Source document:
-=-=-=-=-

As aircraft observation is highly convenient in MABL, it is necessary to control the quality and validate the measurement data. The Structure des Echanges Mer-Atmosphère, Propriétés Océaniques/ Recherche Expérimentale (SEMAPHORE) experiment was performed from June to November 1993, south of the Azores islands, primarily characterized by a thermal front [18]. An instrumented ship undertook in situ observations and an aircraft undertook remote observations over the sea surface temperature (SST) front [19]. The experimental area was situated between 31°–38°N and 21°–28°W (500 × 500 km). The SEMAPHORE experiment was performed to improve our knowledge of ocean–atmosphere interactions from the local scale to the mesoscale [19]. Giordani et al. [20] showed the atmospheric response to SST changes based on a numerical model. Kwon et al. [18] and Lambert and Durant [21] dealt with the vertical variation of the turbulence fluxes in PBL affected by the SST gradient. Although Lambert and Durant [22] made an aircraft-to-aircraft comparison, turbulence parameters were the main factor and ship observation-based data were not addressed. In the SEMAPHORE experiment performed in this study, the accuracy of surface layer mean and turbulent parameters were evaluated by comparing aircraft data to ship data once the aircraft-to-aircraft comparison was completed.
Absolute calibration of most instruments installed on the aircraft is difficult because the measurements are affected by the airspeed of the sensor. Because there is no absolute reference for in-flight measurements, aircraft-to-aircraft inter-comparisons are the best means to ensure coherence between various platforms [22]. Calibration against ground-based measurements cannot be considered satisfactory owing to the different sampled areas and sampling time for the two platforms. Furthermore, ground-based measurements generally cannot be used over the open ocean. Air-to-air cross-comparison experiments have been conducted during several campaigns; however, the results of applying a calibration process compared to in situ ship observations are elusive. To study characteristics of the atmospheric surface layer with remotely sensed data from an aircraft, we validated the observation data obtained by two aircraft, which were compared with the ship-based observation. This paper presents the validation of the data by analyzing the references for SST and atmospheric surface measurements. We discuss the experimental site, experimental method, and airborne equipment utilized in the context of the characteristics of the MABL.

-=-=-=-=-

Set exercise A:
Convert the entries, from their first line up to and including the line containing "Query: coat sleeve", into a Markdown table with the columns No. and Line. Number each row, skip blank lines, and leave the pictures out.

Records supplied:

-=-=-=-=-

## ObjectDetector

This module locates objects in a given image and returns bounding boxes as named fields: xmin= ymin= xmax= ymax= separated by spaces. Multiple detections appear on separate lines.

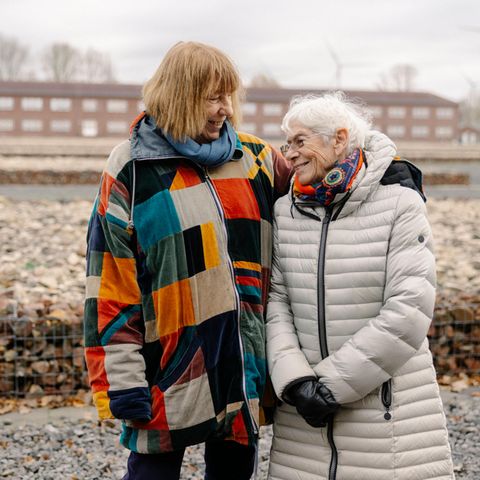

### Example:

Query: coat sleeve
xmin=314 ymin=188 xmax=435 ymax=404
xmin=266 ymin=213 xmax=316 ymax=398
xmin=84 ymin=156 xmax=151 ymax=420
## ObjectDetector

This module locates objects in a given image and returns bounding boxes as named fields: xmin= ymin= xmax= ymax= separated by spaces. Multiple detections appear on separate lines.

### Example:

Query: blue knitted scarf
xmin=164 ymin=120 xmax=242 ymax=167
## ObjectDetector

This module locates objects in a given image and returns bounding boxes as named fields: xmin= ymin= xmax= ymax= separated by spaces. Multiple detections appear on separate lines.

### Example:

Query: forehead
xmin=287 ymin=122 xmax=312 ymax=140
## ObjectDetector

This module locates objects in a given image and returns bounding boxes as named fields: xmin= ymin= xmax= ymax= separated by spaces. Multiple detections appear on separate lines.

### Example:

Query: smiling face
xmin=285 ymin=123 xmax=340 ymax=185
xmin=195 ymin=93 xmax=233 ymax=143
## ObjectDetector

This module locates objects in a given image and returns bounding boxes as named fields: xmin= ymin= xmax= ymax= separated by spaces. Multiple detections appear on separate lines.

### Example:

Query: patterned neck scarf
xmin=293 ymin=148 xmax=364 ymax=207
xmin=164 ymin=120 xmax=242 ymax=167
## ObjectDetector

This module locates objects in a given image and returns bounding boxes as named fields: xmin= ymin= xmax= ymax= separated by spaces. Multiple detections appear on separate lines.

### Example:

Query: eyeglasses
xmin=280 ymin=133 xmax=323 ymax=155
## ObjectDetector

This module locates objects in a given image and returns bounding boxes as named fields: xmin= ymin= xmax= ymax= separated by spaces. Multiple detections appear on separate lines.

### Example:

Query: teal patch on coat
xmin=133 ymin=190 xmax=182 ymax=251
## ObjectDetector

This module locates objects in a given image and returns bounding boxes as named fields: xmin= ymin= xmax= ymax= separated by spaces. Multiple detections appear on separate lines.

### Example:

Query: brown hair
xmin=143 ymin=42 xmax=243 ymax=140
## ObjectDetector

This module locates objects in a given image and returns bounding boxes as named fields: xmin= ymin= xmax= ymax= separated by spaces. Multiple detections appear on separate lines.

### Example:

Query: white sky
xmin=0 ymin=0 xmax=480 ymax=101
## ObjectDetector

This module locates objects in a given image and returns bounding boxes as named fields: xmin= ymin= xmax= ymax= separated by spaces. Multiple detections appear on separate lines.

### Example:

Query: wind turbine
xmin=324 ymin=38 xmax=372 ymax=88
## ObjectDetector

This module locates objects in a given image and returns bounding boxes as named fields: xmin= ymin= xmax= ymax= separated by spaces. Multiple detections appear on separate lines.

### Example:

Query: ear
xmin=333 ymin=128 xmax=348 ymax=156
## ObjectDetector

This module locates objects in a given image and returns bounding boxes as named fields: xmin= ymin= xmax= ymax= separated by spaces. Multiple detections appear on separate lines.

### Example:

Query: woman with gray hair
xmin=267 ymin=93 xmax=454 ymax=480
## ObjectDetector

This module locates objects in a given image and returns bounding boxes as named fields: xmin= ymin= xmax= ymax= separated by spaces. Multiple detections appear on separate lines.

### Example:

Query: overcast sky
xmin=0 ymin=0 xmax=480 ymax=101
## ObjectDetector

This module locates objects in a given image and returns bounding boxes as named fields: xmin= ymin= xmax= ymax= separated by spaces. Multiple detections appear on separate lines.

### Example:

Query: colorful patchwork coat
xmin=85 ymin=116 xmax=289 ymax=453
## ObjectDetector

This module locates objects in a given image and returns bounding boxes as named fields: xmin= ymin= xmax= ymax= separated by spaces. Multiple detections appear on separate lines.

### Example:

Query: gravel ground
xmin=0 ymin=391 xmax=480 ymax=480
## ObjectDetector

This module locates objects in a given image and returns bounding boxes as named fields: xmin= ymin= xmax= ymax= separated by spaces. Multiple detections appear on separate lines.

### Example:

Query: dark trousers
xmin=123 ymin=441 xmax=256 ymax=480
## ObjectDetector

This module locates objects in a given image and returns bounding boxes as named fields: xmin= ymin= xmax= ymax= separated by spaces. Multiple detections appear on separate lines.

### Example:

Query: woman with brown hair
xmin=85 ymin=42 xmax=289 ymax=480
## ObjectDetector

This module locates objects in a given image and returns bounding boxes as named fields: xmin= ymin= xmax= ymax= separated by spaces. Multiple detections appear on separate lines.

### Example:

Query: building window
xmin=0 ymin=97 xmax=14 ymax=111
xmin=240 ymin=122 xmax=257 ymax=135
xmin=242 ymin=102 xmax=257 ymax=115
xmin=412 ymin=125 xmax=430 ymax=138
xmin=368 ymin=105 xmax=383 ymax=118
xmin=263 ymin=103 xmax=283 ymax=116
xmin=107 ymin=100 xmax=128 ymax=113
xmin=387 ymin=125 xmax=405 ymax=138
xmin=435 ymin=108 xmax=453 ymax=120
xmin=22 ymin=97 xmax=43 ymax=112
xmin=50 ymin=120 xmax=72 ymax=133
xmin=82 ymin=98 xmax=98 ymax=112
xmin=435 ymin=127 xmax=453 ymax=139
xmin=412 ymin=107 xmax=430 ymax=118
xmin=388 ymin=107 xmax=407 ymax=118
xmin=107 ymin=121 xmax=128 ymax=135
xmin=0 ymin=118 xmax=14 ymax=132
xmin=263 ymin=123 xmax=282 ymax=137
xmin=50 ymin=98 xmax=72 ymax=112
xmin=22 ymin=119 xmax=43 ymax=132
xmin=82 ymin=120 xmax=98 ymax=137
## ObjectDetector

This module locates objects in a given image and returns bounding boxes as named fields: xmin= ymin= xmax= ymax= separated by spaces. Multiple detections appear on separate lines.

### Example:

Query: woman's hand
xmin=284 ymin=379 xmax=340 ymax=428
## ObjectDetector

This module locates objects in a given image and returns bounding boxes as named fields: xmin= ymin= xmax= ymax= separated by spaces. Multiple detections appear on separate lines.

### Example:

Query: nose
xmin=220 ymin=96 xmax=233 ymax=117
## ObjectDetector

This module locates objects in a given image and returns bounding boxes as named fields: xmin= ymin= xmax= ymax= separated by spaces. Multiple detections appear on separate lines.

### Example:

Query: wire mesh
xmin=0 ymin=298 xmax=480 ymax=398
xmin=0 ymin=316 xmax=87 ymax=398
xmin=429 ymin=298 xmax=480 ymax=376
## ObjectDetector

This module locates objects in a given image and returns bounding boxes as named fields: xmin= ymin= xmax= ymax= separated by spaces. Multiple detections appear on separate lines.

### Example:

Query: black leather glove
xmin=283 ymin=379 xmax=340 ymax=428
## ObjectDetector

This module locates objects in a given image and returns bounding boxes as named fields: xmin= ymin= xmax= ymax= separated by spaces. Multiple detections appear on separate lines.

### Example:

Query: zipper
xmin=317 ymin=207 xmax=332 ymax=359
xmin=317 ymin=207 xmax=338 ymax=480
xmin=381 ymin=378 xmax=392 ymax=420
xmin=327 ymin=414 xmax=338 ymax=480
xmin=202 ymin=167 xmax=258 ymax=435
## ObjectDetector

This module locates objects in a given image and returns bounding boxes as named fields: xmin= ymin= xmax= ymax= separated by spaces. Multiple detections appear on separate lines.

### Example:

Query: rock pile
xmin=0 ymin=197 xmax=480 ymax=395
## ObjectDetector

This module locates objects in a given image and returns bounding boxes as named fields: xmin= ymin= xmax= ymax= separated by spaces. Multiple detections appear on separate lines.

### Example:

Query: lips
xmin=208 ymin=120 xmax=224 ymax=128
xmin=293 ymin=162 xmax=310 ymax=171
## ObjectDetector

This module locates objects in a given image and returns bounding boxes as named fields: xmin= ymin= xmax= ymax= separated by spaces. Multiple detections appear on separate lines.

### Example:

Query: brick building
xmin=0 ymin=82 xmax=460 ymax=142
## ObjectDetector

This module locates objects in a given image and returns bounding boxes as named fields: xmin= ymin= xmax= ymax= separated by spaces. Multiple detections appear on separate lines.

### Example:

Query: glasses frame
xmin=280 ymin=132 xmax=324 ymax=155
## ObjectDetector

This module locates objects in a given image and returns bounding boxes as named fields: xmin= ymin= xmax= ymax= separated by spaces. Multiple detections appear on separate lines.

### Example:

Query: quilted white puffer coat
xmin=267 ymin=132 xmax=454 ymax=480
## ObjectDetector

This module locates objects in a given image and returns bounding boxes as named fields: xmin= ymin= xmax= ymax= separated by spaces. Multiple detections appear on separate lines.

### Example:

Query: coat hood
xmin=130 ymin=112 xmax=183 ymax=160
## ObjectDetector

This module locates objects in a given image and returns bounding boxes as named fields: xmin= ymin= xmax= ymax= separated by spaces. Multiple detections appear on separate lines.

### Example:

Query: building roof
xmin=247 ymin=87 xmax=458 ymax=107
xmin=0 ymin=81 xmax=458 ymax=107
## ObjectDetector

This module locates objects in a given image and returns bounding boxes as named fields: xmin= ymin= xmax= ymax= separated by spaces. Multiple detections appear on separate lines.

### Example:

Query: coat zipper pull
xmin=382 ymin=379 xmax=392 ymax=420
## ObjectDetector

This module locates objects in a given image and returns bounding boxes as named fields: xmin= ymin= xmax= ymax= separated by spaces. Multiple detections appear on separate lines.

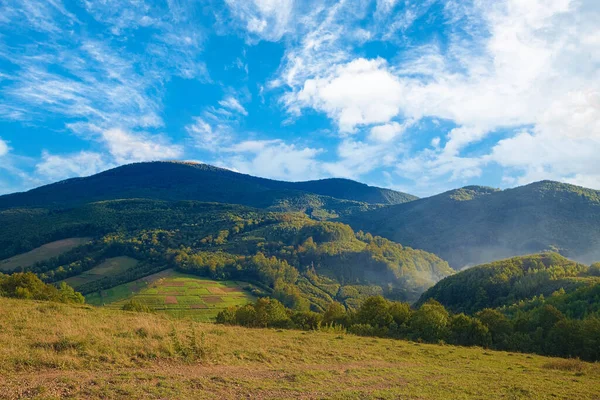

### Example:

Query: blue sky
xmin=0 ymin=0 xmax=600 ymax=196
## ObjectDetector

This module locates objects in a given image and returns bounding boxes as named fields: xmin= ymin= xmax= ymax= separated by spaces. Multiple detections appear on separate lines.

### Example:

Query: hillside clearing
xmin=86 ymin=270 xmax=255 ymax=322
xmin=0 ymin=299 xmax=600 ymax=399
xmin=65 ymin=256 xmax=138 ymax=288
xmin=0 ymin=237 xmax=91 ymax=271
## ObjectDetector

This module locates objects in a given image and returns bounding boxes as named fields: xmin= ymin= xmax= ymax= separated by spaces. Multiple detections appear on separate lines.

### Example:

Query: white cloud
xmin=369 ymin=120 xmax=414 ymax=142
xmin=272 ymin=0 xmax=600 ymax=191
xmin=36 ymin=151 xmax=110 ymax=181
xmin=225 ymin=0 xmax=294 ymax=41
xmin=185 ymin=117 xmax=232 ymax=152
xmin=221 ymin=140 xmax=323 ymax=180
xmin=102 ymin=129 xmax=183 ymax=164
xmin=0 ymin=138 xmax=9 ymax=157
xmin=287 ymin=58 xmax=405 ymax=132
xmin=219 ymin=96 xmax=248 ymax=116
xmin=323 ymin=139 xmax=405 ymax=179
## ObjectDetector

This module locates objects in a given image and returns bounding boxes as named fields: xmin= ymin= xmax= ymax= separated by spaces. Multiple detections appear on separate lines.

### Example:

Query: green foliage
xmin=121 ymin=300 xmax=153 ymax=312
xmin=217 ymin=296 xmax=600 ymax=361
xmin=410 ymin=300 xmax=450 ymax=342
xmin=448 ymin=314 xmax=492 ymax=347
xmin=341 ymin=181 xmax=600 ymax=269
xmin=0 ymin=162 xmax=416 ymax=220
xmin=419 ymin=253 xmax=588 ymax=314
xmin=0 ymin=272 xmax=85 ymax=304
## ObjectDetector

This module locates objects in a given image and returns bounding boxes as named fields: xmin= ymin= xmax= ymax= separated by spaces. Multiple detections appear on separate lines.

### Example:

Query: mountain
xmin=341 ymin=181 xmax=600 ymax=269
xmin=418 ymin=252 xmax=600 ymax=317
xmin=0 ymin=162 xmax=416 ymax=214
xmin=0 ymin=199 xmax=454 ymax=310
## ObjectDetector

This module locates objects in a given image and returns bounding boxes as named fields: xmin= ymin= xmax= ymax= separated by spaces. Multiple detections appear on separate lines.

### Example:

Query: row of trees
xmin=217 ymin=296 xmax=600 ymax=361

-=-=-=-=-

Set exercise B:
According to the SEMAPHORE passage, between which latitudes and longitudes was the experimental area situated?

Task answer A:
| No. | Line |
|---|---|
| 1 | ## ObjectDetector |
| 2 | This module locates objects in a given image and returns bounding boxes as named fields: xmin= ymin= xmax= ymax= separated by spaces. Multiple detections appear on separate lines. |
| 3 | ### Example: |
| 4 | Query: coat sleeve |

Task answer B:
Between 31°–38°N and 21°–28°W.